PROBLEM 1
Please pull out each line in the rows below that contains the string "blue". Case counts.

SUPPLIED TEXT
/---

Core scheduling lands in 5.14

This article brought to you by LWN subscribers

Subscribers to LWN.net made this article — and everything that surrounds it — possible. If you appreciate our content, please buy a subscription and make the next set of articles possible.

By Jonathan Corbet
July 1, 2021

The core scheduling feature has been under discussion for over three years. For those who need it, the wait is over at last; core scheduling was merged for the 5.14 kernel release. Now that this work has reached a (presumably) final form, a look at why this feature makes sense and how it works is warranted. Core scheduling is not for everybody, but it may prove to be quite useful for some user communities.

Simultaneous multithreading (SMT, or "hyperthreading") is a hardware feature that implements two or more threads of execution in a single processor, essentially causing one CPU to look like a set of "sibling" CPUs. When one sibling is executing, the other must wait. SMT is useful because CPUs often go idle while waiting for events — usually the arrival of data from memory. While one CPU waits, the other can be executing. SMT does not result in a performance gain for all workloads, but it is a significant improvement for most.

SMT siblings share almost all of the hardware in the CPU, including the many caches that CPUs maintain. That opens up the possibility that one CPU could extract data from the other by watching for visible changes in the caches; the Spectre class of hardware vulnerabilities have made this problem far worse, and there is little to be done about it. About the only way to safely run processes that don't trust each other (with current kernels) is to disable SMT entirely; that is a prospect that makes a lot of people, cloud-computing providers in particular, distinctly grumpy.

While one might argue that cloud-computing providers are usually grumpy anyway, there is still value in anything that might improve their mood. One possibility would be a way to allow them to enable SMT on their systems without opening up the possibility that their customers may use it to attack each other; that could be done by ensuring that mutually distrusting processes do not run simultaneously in siblings of the same CPU core. Cloud customers often have numerous processes running; spamming Internet users at scale requires a lot of parallel activity, after all. If those processes can be segregated so that all siblings of any given core run processes from the same customer, we can be spared the gruesome prospect of one spammer stealing another's target list — or somebody else's private keys.

\---

EXERCISE DATA
/---

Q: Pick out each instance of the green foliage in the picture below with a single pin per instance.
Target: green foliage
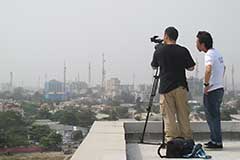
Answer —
(77, 135)
(30, 109)
(51, 141)
(43, 114)
(39, 131)
(83, 118)
(122, 112)
(69, 118)
(13, 129)
(16, 137)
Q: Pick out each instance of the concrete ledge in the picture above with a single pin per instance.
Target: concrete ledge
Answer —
(133, 131)
(105, 141)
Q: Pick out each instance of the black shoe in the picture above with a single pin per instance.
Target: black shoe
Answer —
(213, 146)
(206, 144)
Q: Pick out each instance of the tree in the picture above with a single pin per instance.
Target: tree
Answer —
(39, 131)
(13, 129)
(52, 141)
(43, 114)
(17, 136)
(69, 118)
(77, 135)
(29, 109)
(122, 112)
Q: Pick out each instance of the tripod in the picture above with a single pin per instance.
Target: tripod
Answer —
(153, 93)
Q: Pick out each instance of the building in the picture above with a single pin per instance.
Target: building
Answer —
(54, 91)
(112, 88)
(4, 107)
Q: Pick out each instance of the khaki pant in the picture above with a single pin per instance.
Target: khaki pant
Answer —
(174, 106)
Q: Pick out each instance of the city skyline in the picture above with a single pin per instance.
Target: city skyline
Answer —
(37, 37)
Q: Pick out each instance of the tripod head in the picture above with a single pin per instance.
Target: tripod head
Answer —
(158, 41)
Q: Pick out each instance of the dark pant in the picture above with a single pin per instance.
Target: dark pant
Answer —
(212, 103)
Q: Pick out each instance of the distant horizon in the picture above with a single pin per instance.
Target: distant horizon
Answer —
(36, 37)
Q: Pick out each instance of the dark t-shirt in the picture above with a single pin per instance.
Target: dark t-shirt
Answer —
(172, 59)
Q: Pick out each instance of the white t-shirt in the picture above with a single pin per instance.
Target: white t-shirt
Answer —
(215, 59)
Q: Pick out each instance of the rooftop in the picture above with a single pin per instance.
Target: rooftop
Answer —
(120, 141)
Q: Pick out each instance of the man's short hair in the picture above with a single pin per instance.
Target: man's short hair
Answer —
(172, 33)
(206, 38)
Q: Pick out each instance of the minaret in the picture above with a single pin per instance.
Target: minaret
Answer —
(133, 81)
(64, 78)
(233, 85)
(103, 72)
(11, 80)
(89, 74)
(197, 69)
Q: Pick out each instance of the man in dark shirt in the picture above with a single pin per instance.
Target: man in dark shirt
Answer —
(173, 60)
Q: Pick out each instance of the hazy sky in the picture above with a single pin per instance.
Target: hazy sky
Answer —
(36, 36)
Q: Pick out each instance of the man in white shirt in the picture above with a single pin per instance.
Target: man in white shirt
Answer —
(214, 87)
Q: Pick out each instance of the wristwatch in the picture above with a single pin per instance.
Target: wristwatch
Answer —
(206, 84)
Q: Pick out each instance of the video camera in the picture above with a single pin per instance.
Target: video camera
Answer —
(157, 40)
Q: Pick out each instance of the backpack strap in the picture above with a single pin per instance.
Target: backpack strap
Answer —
(159, 150)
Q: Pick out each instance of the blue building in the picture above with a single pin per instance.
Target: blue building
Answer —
(54, 91)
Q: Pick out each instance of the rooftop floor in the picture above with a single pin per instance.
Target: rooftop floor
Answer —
(120, 141)
(231, 151)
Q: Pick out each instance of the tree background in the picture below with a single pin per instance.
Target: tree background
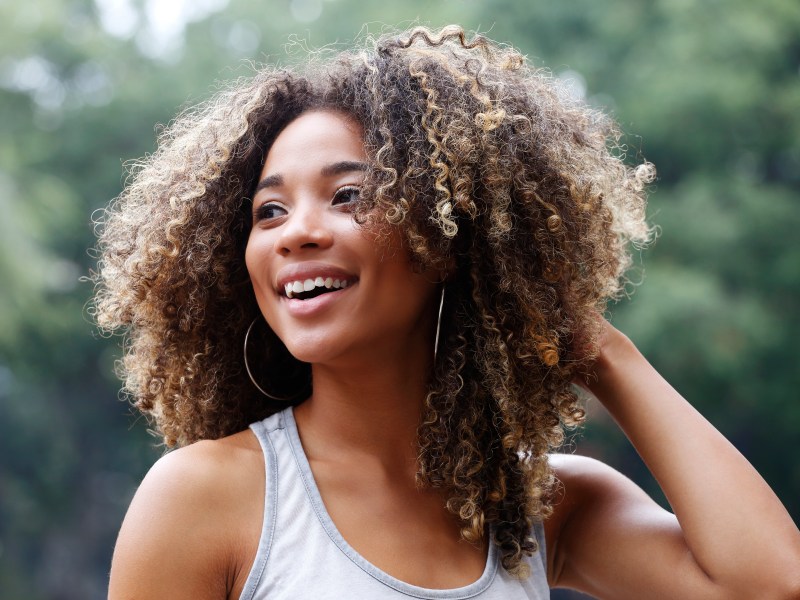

\---

PROBLEM 2
Condense the paragraph of the core scheduling article above that begins "SMT siblings share almost all" into a short bulleted list that keeps its main facts.

FULL OUTPUT 1
Q: Pick out each instance of the blue building in the picture above with a single pin per instance.
Target: blue building

FULL OUTPUT 2
- SMT siblings share nearly all of the CPU's hardware, including its many caches.
- One CPU could therefore extract data from the other by watching for visible changes in those caches.
- The Spectre class of hardware vulnerabilities has made this problem far worse, and little can be done about it.
- With current kernels, about the only safe way to run processes that don't trust each other is to disable SMT entirely.
- That prospect makes many people grumpy, cloud-computing providers in particular.